(Your objective): Copy the following entries word for word, starting with the line that contains "Each instance of the plastic bag" and going on through the last line of the entries.

(Listing):

^^^^^^^^^^^^^^^^

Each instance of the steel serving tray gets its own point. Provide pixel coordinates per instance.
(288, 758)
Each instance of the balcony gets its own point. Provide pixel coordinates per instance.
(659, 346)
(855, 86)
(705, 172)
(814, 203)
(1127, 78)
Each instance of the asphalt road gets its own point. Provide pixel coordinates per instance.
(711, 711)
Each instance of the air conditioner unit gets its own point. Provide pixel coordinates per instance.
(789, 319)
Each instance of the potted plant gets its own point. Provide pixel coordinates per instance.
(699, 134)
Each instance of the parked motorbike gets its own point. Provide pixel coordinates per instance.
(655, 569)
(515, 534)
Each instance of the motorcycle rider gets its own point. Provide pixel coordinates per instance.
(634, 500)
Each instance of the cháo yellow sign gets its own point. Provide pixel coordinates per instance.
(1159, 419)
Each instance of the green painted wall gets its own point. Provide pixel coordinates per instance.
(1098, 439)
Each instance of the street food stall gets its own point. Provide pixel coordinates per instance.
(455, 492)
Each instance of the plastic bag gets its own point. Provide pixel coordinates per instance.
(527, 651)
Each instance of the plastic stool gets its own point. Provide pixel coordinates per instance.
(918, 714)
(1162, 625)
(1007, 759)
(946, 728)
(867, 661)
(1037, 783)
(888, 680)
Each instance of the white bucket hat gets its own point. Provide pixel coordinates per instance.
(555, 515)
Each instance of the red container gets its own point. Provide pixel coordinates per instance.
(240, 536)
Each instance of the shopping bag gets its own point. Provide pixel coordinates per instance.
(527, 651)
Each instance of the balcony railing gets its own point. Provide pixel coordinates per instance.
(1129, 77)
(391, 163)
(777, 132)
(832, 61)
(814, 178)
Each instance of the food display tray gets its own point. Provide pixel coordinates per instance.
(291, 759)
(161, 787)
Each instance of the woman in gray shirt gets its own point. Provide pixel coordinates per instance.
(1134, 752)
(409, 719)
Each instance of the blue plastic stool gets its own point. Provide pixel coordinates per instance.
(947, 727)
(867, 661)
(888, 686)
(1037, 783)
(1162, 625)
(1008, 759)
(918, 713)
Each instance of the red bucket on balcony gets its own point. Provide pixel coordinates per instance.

^^^^^^^^^^^^^^^^

(Exercise result):
Each instance of the plastic bag gets its own point. Provide pixel coordinates per instance.
(527, 651)
Each instance of the plastic stool gets its own point. Provide pixel coordinates per instance.
(918, 714)
(1162, 625)
(1007, 759)
(946, 728)
(867, 661)
(1037, 783)
(888, 680)
Each instance of the white bucket hat gets its own point. Provide pixel coordinates per instance.
(555, 515)
Each instance of the red container gets its own point. Provide pixel coordinates per instance.
(240, 536)
Each instance of the shopping bag gets its own point. Provide pixel coordinates per instance.
(527, 651)
Each instance of the balcony railing gets its own point. Provide pixel coordinates per instance.
(1129, 77)
(391, 163)
(777, 132)
(832, 61)
(814, 178)
Each instance of the food display tray gets its own point. Provide pixel coordinates per instance.
(291, 759)
(161, 787)
Each instance of the woman in gray shirt gets its own point. Provide pixel coordinates per instance.
(1134, 752)
(409, 719)
Each instance of the blue plastic stool gets its own point. Provide pixel coordinates per instance.
(947, 727)
(867, 661)
(888, 686)
(1037, 783)
(1162, 625)
(1008, 759)
(918, 713)
Each instance of the red bucket on balcony gets its own point. Provide pixel coordinates per instance.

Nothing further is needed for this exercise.